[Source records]
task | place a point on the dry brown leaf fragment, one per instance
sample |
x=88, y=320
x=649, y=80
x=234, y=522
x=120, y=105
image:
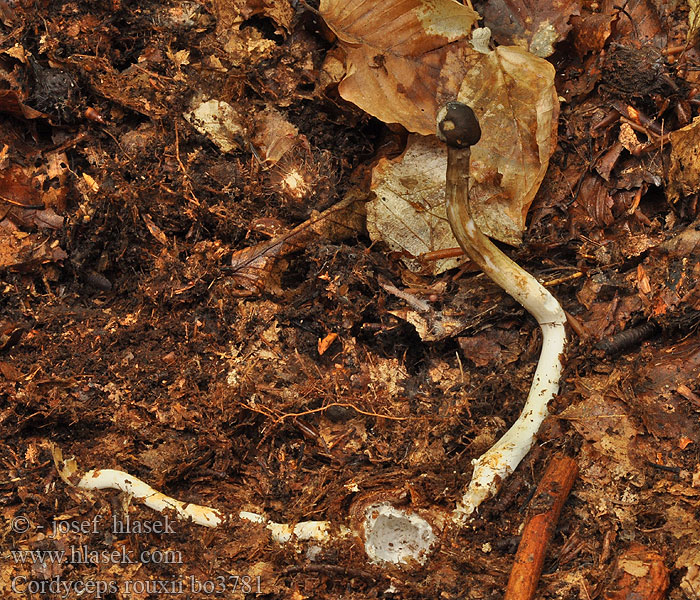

◆ DIRECTIONS: Quote the material above word for word, with the pictures left out.

◆ REPLY TO THE TASK:
task | place a point on the dry brown leaf fragment, one per instance
sample |
x=88, y=320
x=649, y=80
x=234, y=522
x=120, y=105
image:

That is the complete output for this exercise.